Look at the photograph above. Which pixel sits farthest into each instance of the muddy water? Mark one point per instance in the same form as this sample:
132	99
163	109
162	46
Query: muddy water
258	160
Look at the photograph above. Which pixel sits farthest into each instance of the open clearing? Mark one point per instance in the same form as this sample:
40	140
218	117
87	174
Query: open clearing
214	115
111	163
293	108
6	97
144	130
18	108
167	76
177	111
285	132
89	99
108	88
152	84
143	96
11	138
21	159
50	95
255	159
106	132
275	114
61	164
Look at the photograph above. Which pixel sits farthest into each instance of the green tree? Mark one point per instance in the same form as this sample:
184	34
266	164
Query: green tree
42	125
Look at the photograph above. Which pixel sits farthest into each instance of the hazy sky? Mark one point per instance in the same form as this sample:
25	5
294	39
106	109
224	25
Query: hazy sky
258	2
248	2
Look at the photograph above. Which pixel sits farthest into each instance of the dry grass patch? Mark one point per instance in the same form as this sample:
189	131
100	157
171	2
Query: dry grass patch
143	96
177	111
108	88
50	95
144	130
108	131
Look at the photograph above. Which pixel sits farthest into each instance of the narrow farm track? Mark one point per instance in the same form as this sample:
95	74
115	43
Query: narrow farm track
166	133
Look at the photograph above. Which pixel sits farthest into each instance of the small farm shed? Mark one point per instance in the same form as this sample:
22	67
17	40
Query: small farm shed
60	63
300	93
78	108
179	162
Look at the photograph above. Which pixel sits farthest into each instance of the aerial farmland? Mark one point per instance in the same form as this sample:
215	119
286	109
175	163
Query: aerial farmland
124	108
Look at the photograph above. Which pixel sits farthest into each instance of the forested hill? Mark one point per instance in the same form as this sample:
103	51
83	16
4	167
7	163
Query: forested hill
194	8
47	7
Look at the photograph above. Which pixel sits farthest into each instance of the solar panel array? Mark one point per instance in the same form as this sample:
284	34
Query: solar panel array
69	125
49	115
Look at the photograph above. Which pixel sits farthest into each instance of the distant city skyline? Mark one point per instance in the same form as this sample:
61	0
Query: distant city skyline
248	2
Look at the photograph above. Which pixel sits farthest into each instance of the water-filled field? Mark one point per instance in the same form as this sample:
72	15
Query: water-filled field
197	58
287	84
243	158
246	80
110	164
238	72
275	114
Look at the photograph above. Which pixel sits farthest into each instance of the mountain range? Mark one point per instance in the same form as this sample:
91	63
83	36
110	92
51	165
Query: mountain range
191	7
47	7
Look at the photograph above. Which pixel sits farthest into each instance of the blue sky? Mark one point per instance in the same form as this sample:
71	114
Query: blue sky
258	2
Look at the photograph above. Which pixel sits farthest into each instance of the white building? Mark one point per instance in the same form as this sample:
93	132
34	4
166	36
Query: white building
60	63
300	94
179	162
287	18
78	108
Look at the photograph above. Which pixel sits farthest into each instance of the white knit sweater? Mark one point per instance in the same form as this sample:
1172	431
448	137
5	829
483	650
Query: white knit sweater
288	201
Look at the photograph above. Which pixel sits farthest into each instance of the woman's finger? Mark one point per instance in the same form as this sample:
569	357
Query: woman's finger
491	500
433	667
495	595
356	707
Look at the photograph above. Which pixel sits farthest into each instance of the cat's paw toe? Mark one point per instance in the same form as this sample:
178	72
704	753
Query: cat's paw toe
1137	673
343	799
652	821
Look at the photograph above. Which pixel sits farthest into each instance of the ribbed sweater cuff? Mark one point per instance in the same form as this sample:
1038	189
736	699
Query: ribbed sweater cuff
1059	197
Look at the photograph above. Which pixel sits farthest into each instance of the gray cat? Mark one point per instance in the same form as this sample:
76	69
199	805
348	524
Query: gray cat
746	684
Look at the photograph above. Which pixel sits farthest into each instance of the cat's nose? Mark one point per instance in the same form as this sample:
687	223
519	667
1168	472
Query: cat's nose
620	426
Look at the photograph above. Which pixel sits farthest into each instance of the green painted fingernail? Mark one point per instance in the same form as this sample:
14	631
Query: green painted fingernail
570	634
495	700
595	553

::::::

_PROBLEM REQUIREMENTS_
Here, the records must be output exactly and in full.

_SOLVED EXERCISE_
Look at the photograph above. Which pixel sits farthest into each instance of the muddy water? Mark one point per instance in the same form as this sample:
132	99
163	109
162	46
Query: muddy water
258	160
Look at the photograph above. Which pixel sits farthest into each instance of the open clearing? Mark one point per instance in the same form as this sample:
40	140
218	117
87	174
Query: open clearing
214	115
111	163
293	108
6	97
144	130
18	108
167	76
177	111
285	132
89	99
108	88
152	84
143	96
11	138
21	159
50	95
255	159
106	132
275	114
61	164
Look at the photograph above. Which pixel sits farthest into each instance of the green tree? Mark one point per instance in the same form as this sample:
184	34
266	164
Query: green tree
42	125
Look at the photograph above. Which pixel sits farthest into each instance of the hazy sky? Mark one point per instance in the same form as this sample:
25	5
294	39
106	109
224	25
Query: hazy sky
258	2
248	2
Look at the photograph above. Which pixel sits farthest into each instance of the dry grass patch? Mark one point per instance in the same form as this sample:
189	131
100	157
171	2
Query: dry grass patch
143	96
177	111
108	88
50	95
144	130
108	131
Look at the photograph above. Which pixel sits farthest into each instance of the narrow farm track? Mark one point per instance in the same form as this sample:
95	74
115	43
Query: narrow farm track
166	133
Look at the photograph above. Which pixel sits farthest into each instance of the small farm shed? Mark one point per instance in the same form as this sample:
22	67
17	40
Query: small farm shed
60	63
300	93
78	108
179	162
Look at the photograph above. Which pixel sits farthest into each instance of the aerial farmland? Mark one point per instance in the same form as this sample:
215	119
286	109
175	163
Query: aerial farmland
124	108
Look at the photograph above. Which pixel sits farthest into each instance of the forested hill? Mark one point per instance in the same form as this sample:
103	51
83	16
4	167
7	163
Query: forested hill
194	8
47	7
Look at the photograph above. Which pixel sits farthest into each instance of the solar panel array? Mark one point per instance in the same form as this sample:
284	34
Query: solar panel array
69	125
49	115
Look at the photograph above. Which pixel sits farthest into each instance of the distant city skyline? Mark one point per instance in the same form as this sample:
61	0
Query: distant city skyline
248	2
Look at the photograph above. Which pixel sits farthest into each instance of the water-filled field? Mark one point per instance in the same form as this sample:
72	15
Query: water-filled field
197	58
287	84
243	158
246	80
110	164
238	72
275	114
Look at the photograph above. Which pixel sits farthest into each instance of the mountain range? Mark one point per instance in the same form as this sample:
91	63
83	36
110	92
51	165
Query: mountain range
191	7
47	7
Look at the photograph above. Which pixel sits farthest into each instance of the blue sky? Mark one point per instance in the same form as this sample:
71	114
Query: blue sky
258	2
Look at the photograph above. Which pixel sits farthest into each instance of the white building? Mark one point per instance in the same form as this sample:
93	132
34	4
166	36
Query: white building
60	63
300	94
179	162
287	18
78	108
Look at the photograph above. Which pixel sits farthest into each instance of the white knit sweater? Mark one point per instance in the same form as this sample:
1172	431
448	137
5	829
483	650
Query: white knit sweater
288	201
Look at the photograph above. Which pixel sits farthest into each instance of the woman's finger? Mark one point per instance in the same form as this sample:
569	357
Query: woman's finger
491	500
433	667
495	595
356	707
Look at the photograph above. Which pixel sits farthest into each instance of the cat's paw toe? Mark one point per instance in the same form as this sample:
178	72
704	753
Query: cat's paw toe
1137	673
343	799
652	821
Look at the photograph above. Which pixel sits farthest into each instance of the ribbed sweater cuff? Mark one point per instance in the same form as this sample:
1038	189
736	699
Query: ribbed sweater cuff
1059	197
Look at the photograph above. Which pixel sits farthest into each instance of the gray cat? Mark one point per instance in the same form as this sample:
76	69
199	805
348	524
Query: gray cat
746	684
Look at the photograph above. Which pixel sits farthest into each instance of the cat's nose? Mark one point per instance in the same form as this sample:
687	223
519	667
1168	472
Query: cat's nose
620	426
Look at the photograph above. Which pixel sits farthest into each instance of the green painted fingernail? Mark one point per instance in the same form as this sample:
14	631
Query: green painted fingernail
570	634
495	700
595	553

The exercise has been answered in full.